Instructions to follow
Transcribe the records below exactly, leaving out any pictures.

Region segmentation data
>>

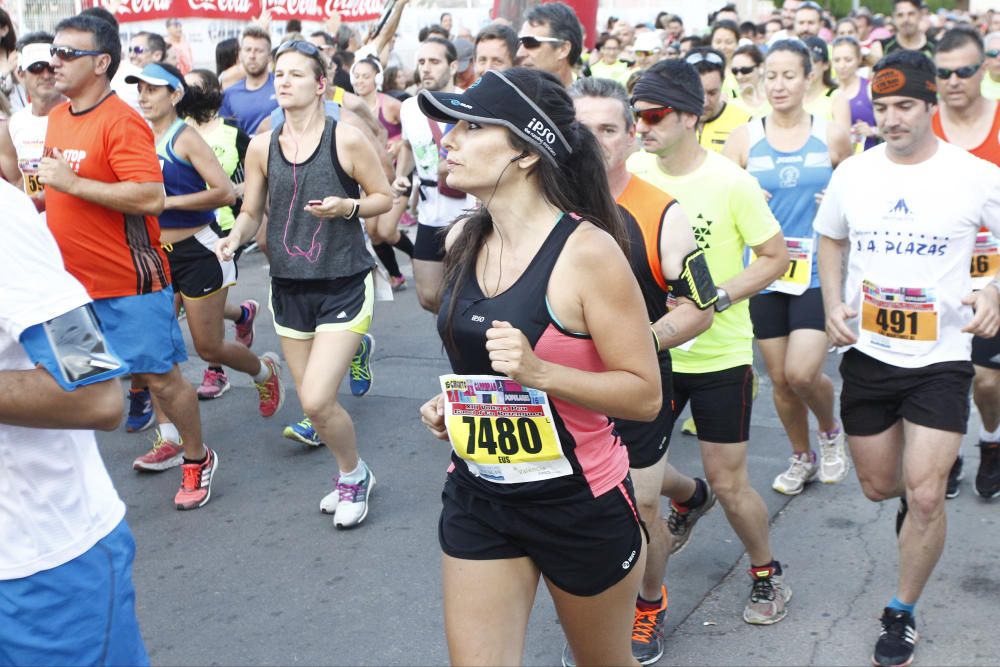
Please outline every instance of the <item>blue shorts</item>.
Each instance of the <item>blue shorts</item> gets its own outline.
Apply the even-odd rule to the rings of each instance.
[[[148,665],[124,520],[82,555],[0,581],[0,665]]]
[[[112,349],[132,373],[169,373],[187,361],[184,337],[174,316],[174,290],[95,299],[94,312]]]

<<

In response
Please outline every instance of the <item>blue shorts</item>.
Each instance of the <item>blue shorts</item> gets its own outline.
Apply the even-odd rule to the rings of each instance.
[[[148,665],[124,520],[82,555],[0,581],[0,665]]]
[[[112,349],[132,373],[169,373],[187,361],[184,337],[174,316],[174,290],[95,299],[94,312]]]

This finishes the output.